### EXCERPT TO READ
Chinese photographer’s 700km camel journey opens new window into Africa beyond stereotypes

A Chinese photographer’s 700-kilometre walk across Kenya’s Rift Valley goes beyond telling an adventure, offering a deeply personal reflection on Africa, cultural understanding and the quiet human connections shaping China-Africa relations.

Qi Lin, author of The Camel Diaries, shared the story of his journey during a CGTN conversation hosted by Gao Junya, alongside Zimbabwean writer and journalist Monica Cheru.

The book follows Qi Lin’s journey with a camel named Kipesh and his Samburu guide and mentor, Martin, from southern Kenya along the Great Rift Valley to the country’s northern reaches near Lake Turkana.

Qi Lin said the journey began as a personal diary, written mainly to reassure family and friends that he was still alive during the demanding trek. Over time, however, his daily reflections attracted wider interest because they presented an Africa different from the usual images carried by mainstream and social media.

“The most important thing was just to tell my family and my friends I’m still alive,” he said, explaining how the diary posts later became a published book.

The journey took Qi Lin through arid landscapes, desert terrain, unpredictable weather, water shortages and areas where survival depended heavily on local knowledge. He said the camel was not merely transport, but a central character in the story.

### REQUIREMENTS
A – Answer these questions using the camel journey article:
(i) Who hosted the CGTN conversation?
(ii) What was the name of the camel?
(iii) What was the main reason Qi Lin wrote the diary?
B – Repeat word for word the passage of the camel journey article that begins at the words "Qi Lin said" and stops after "and social media.".
The items further down are separate material, unrelated to the camel journey article.

### GIVEN RECORDS
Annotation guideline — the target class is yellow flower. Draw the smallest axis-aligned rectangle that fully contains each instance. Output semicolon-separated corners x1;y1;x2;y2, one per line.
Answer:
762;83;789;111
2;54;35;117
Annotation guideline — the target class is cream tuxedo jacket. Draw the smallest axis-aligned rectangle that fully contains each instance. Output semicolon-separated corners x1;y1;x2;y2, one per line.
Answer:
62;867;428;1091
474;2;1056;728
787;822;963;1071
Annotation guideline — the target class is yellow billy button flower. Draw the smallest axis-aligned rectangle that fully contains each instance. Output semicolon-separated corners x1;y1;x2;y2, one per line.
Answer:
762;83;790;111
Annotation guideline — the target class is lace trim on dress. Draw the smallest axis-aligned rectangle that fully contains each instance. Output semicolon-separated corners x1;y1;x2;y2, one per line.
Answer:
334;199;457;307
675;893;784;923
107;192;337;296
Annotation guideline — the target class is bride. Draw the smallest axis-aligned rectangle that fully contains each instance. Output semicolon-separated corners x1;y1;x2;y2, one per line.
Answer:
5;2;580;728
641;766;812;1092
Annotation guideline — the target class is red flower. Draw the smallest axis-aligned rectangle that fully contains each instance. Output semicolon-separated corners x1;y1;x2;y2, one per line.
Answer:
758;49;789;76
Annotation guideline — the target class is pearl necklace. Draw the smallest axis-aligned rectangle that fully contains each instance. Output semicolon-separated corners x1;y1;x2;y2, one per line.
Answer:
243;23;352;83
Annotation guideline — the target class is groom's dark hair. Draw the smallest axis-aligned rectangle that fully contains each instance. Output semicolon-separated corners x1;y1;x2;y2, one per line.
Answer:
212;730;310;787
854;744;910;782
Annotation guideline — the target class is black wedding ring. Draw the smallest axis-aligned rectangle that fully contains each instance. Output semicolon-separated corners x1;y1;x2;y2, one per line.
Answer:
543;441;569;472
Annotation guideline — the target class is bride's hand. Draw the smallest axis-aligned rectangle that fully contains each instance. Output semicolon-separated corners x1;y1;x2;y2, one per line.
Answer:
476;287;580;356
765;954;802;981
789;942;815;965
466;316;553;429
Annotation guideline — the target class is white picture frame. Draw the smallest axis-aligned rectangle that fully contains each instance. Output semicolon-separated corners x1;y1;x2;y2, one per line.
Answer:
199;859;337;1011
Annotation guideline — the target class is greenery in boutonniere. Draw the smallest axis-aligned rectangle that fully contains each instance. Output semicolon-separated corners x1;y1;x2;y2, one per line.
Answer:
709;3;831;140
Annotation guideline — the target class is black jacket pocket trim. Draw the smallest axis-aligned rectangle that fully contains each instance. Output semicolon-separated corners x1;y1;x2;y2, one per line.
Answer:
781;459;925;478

### SOLUTIONS IN ORDER
A –
(i) Gao Junya
(ii) Kipesh
(iii) To reassure his family and friends that he was still alive during the trek

B –
Qi Lin said the journey began as a personal diary, written mainly to reassure family and friends that he was still alive during the demanding trek. Over time, however, his daily reflections attracted wider interest because they presented an Africa different from the usual images carried by mainstream and social media.